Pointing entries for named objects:
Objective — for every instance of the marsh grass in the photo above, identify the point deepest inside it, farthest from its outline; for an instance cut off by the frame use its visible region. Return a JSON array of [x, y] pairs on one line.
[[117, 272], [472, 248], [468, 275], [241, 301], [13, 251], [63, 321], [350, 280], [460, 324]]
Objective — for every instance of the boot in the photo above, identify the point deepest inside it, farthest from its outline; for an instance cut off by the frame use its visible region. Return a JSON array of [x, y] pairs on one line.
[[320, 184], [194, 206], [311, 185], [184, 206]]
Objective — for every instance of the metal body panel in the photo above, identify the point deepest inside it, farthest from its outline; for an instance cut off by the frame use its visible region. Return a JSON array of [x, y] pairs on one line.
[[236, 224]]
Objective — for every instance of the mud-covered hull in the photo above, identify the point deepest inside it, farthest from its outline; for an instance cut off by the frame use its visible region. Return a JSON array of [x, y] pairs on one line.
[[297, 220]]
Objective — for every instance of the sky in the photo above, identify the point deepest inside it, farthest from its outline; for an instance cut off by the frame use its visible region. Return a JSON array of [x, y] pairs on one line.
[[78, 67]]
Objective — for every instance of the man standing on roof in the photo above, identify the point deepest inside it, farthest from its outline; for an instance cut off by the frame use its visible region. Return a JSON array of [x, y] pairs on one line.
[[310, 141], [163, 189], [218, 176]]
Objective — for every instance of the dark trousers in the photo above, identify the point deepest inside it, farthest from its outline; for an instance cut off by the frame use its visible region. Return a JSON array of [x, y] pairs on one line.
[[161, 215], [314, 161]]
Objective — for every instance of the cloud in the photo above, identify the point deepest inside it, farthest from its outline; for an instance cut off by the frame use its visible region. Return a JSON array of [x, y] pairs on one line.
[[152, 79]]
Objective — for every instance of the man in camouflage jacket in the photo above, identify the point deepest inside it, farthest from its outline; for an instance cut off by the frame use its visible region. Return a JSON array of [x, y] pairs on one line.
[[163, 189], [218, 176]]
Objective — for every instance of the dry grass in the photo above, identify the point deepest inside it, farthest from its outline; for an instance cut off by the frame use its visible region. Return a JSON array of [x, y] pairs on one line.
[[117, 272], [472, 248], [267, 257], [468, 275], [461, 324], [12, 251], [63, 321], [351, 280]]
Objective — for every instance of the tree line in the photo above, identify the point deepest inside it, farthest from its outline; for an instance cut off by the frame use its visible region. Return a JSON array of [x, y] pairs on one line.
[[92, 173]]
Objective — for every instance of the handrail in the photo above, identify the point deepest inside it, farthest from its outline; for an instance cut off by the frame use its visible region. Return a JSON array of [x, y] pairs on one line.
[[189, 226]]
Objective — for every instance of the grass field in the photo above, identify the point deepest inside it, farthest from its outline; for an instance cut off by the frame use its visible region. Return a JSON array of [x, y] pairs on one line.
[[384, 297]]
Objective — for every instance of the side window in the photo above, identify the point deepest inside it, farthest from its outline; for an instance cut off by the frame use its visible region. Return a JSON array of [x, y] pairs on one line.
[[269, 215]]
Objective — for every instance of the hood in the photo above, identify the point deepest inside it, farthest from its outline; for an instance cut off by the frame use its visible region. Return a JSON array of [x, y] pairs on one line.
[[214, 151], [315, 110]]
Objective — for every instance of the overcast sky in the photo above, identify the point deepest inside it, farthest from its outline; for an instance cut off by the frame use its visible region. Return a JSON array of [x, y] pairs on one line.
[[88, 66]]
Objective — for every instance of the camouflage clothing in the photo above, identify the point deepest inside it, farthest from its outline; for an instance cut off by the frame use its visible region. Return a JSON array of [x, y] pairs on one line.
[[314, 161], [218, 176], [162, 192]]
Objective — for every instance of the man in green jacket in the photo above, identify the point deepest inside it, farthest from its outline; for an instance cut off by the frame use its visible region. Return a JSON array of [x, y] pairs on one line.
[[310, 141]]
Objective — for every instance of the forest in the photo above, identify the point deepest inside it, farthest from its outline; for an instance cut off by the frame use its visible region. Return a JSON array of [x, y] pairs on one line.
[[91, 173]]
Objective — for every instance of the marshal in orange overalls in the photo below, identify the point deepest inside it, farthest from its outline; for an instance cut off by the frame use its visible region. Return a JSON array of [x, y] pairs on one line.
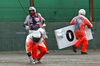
[[80, 22]]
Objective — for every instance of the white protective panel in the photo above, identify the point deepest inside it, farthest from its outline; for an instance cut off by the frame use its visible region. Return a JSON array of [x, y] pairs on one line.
[[65, 36]]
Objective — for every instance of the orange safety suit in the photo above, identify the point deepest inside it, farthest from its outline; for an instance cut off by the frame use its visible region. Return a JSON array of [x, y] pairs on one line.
[[40, 21], [32, 47], [80, 22]]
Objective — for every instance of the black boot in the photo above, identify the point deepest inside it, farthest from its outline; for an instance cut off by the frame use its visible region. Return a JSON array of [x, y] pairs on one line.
[[74, 48]]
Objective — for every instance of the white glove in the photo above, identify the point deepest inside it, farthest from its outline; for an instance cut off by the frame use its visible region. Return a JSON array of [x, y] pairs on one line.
[[27, 27]]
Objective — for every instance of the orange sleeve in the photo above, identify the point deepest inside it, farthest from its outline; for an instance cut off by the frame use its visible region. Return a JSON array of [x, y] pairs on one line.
[[72, 22], [87, 22]]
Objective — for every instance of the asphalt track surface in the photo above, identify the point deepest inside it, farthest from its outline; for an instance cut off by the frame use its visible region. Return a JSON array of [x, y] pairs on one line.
[[58, 58]]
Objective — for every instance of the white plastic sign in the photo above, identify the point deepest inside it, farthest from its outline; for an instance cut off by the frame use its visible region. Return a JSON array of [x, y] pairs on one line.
[[65, 36]]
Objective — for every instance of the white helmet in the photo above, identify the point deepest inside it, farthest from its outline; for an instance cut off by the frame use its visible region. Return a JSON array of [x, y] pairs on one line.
[[36, 34], [82, 12], [32, 8]]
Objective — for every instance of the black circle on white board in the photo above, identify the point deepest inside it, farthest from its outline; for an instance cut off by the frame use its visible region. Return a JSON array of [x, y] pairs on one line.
[[71, 37]]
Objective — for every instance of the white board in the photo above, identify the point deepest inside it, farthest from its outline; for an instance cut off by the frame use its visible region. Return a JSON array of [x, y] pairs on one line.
[[65, 36]]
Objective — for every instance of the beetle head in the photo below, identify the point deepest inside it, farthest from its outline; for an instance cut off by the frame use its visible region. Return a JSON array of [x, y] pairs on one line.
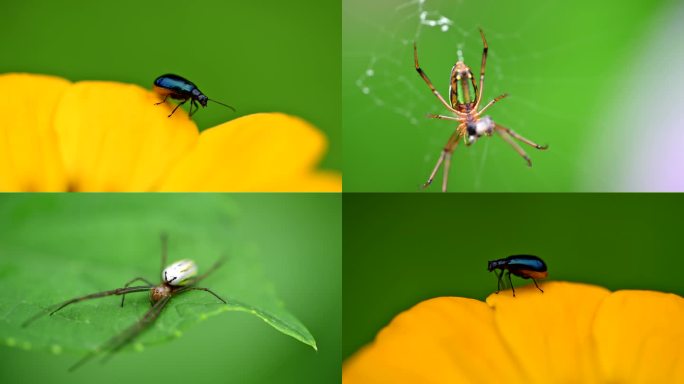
[[202, 100]]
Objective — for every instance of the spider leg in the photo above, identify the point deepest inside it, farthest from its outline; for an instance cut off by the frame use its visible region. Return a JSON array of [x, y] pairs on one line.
[[429, 83], [454, 137], [515, 145], [165, 247], [118, 291], [163, 101], [518, 137], [201, 289], [445, 157], [503, 96], [179, 104], [119, 341], [482, 68], [150, 285]]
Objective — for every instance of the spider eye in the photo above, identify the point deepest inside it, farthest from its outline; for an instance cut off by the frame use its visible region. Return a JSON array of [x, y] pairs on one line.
[[180, 272]]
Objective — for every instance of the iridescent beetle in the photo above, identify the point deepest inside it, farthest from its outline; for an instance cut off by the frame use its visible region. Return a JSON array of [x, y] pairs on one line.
[[177, 278], [525, 266], [464, 101], [180, 88]]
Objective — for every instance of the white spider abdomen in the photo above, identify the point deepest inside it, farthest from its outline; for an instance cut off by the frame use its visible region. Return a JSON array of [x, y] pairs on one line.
[[484, 126], [180, 272]]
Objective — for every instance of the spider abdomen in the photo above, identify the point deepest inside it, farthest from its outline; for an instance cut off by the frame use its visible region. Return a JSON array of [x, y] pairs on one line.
[[180, 272]]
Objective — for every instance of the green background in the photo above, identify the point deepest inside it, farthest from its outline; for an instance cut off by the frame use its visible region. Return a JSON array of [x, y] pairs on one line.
[[256, 56], [295, 238], [401, 249], [566, 65]]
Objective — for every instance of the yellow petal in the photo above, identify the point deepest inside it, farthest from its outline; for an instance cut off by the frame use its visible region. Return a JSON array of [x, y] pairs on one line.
[[29, 155], [549, 334], [113, 137], [260, 152], [640, 337], [442, 340]]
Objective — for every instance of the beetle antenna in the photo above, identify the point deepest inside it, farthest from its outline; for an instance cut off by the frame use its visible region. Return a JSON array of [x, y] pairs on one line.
[[225, 105]]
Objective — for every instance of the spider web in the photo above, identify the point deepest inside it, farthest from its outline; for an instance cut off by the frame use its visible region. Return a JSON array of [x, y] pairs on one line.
[[389, 84]]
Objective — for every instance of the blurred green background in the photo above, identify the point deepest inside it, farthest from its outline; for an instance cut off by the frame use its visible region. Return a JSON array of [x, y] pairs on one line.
[[566, 65], [400, 249], [256, 56], [295, 238]]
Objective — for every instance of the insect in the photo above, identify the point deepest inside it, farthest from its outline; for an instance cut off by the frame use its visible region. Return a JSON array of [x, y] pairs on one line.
[[179, 88], [525, 266], [464, 100], [177, 278]]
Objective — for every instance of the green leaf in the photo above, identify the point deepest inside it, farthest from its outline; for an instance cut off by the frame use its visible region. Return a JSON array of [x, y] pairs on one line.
[[57, 247]]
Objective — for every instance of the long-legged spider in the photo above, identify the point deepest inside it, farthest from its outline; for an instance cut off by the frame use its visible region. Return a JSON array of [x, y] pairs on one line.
[[465, 97], [177, 278]]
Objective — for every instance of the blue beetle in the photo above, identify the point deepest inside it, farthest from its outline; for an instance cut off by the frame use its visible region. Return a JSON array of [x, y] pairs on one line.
[[180, 88], [525, 266]]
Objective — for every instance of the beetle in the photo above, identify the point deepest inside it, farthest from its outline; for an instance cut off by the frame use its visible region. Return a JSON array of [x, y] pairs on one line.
[[524, 266], [180, 88]]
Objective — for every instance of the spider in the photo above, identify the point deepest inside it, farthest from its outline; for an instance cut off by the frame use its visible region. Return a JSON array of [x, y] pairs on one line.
[[177, 278], [465, 97]]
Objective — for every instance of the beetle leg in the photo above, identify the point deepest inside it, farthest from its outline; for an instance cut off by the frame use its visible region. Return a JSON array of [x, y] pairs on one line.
[[511, 283], [179, 104], [163, 101], [498, 281], [535, 284], [193, 103]]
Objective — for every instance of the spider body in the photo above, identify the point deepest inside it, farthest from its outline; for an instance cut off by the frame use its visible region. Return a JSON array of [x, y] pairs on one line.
[[180, 88], [465, 97], [177, 278], [524, 266]]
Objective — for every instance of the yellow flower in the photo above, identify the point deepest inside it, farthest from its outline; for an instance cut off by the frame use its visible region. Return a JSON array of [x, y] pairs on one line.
[[572, 333], [105, 136]]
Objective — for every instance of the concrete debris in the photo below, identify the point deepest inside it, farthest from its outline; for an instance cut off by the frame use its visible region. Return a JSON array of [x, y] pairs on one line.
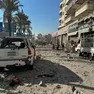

### What this task involves
Scale the entries in the stretch from the line containing "Objective — for every instance of the white spider" through the line containing "[[256, 56], [295, 238], [401, 249], [566, 65]]" by rewriting them in full, requests included. Multiply every x and y coordinate in the answers by 1.4 and round to whole numbers, with halves rounded up, and leave the request text unchanged.

### Answer to this problem
Objective — for every instance of the white spider abdomen in the photo above, identify the point deepest inside it, farthest from its outline; for an instance cut off by the frame use its visible region. Return a JSON array of [x, y] pairs on one line.
[[678, 176], [252, 381]]
Objective — for every instance of the spider abdomen in the photo above, identify the point deepest inside it, farthest from its outline; for an instance cut off by the frame use its visible region. Return a JSON array of [x, y] pairs on one line.
[[252, 381]]
Objective — for every instance of the green background in the photo above, identify the point deepest inside it, farthest from its outline; for an instance cut off by the frame use its visible region. Return a JSON array of [x, y] pairs on one line.
[[358, 78], [413, 333], [561, 349], [792, 91]]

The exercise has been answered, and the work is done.